(PROVIDED RECORDS)

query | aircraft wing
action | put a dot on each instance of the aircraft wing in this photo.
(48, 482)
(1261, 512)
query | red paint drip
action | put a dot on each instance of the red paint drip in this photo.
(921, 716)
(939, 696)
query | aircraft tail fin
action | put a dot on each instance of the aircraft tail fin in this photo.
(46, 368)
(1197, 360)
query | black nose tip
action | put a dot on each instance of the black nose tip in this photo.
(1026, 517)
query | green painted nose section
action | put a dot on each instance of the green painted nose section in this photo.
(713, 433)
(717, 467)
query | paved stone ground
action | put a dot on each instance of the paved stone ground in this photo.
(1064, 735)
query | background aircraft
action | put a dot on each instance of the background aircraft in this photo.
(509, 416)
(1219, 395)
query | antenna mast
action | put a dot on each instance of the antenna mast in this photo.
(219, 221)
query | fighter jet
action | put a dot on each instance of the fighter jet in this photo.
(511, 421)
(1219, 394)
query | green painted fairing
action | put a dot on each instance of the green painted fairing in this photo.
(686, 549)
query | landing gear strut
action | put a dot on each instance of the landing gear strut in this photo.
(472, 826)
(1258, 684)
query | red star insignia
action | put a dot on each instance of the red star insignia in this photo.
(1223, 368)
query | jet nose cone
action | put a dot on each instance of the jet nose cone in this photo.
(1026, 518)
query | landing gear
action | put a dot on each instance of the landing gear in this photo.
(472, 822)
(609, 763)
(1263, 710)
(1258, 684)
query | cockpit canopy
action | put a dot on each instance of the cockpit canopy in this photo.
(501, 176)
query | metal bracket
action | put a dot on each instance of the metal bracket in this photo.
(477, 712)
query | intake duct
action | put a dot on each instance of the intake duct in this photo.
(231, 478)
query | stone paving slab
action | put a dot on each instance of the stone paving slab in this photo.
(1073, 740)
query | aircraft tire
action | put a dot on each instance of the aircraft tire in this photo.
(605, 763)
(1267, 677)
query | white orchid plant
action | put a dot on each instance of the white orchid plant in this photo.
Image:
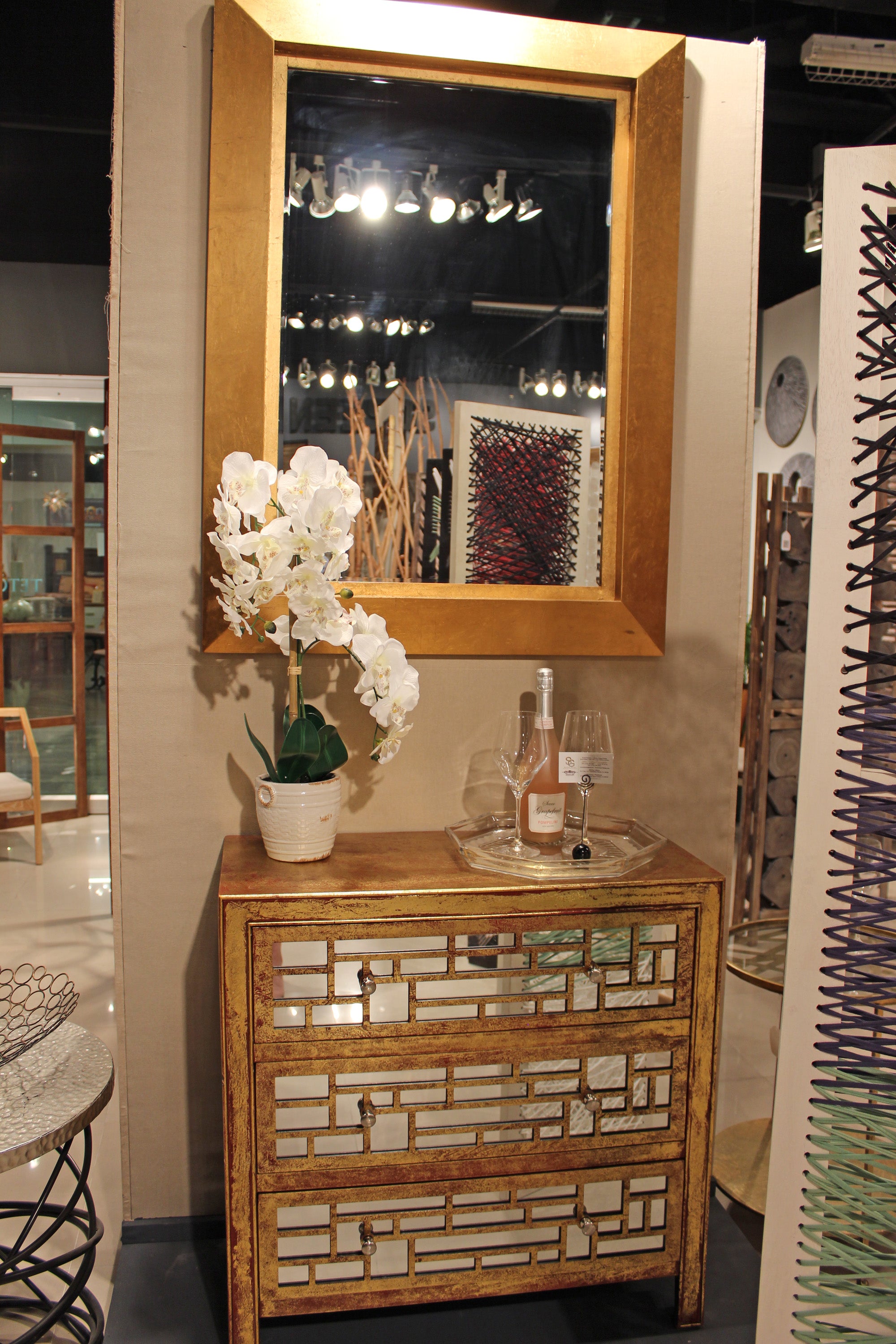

(End PROVIDED RECORDS)

### PROMPT
Only lines containing the string "white" are needed. Pull each of them out of the records above.

### RESPONSE TO THE EXERCISE
query | white orchid plant
action | put a dot on each instance of the white orchid plant in this photo.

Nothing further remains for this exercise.